Standard ID: AGENTIC-AI-SDLC Version: 1.0 Effective: 2026-04-03 Owner: CDO

1. Vision

AI-first software development where Claude Code is the primary development tool. Engineers direct AI agents that write, test, review, and document code. Human judgement governs architecture, security, and business decisions.

2. Core Principles

  1. AI generates, humans govern. AI handles implementation; humans own decisions.
  2. Standards enable autonomy. Well-defined standards let agents work with minimal supervision.
  3. Everything is traceable. All AI contributions are attributed, reviewed, and auditable.
  4. Quality is non-negotiable. AI-generated code meets the same gates as human-written code.

3. Toolchain

Tool Purpose
Claude Code Primary development agent — code generation, review, refactoring, testing, documentation
Beads (bd CLI) Issue and task tracking — all work items, dependencies, status
Engram Cross-session persistent memory — decisions, context, preferences
Bitbucket Source control, pull requests, CI/CD pipelines

4. Agent Workflow Patterns

Single Agent

For focused, bounded tasks.

  • Bug fixes with clear reproduction steps.

######

- _WHAT IS BEING ASKED_
Can you copy, word for word, the portion of the development standard above between "Tool Purpose" and "clear reproduction steps.", inclusive?

- _SUPPLIED MATERIAL_
######

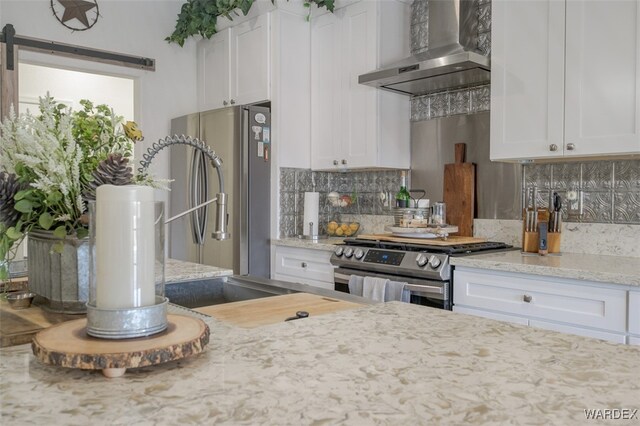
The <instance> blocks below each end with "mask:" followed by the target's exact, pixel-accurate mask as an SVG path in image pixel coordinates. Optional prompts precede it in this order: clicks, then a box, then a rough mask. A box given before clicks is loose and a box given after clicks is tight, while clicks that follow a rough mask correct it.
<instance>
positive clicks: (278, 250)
mask: <svg viewBox="0 0 640 426" xmlns="http://www.w3.org/2000/svg"><path fill="white" fill-rule="evenodd" d="M330 258H331V252H330V251H324V250H313V249H304V248H298V247H295V248H294V247H283V246H276V272H275V276H274V279H276V280H282V281H289V282H297V283H302V284H309V285H312V286H315V287H321V288H326V289H329V290H333V289H334V282H333V269H334V267H333V265H331V263H330V262H329V259H330Z"/></svg>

######

- _EXERCISE SOLUTION_
Tool Purpose
Claude Code Primary development agent — code generation, review, refactoring, testing, documentation
Beads (bd CLI) Issue and task tracking — all work items, dependencies, status
Engram Cross-session persistent memory — decisions, context, preferences
Bitbucket Source control, pull requests, CI/CD pipelines

4. Agent Workflow Patterns

Single Agent

For focused, bounded tasks.

  • Bug fixes with clear reproduction steps.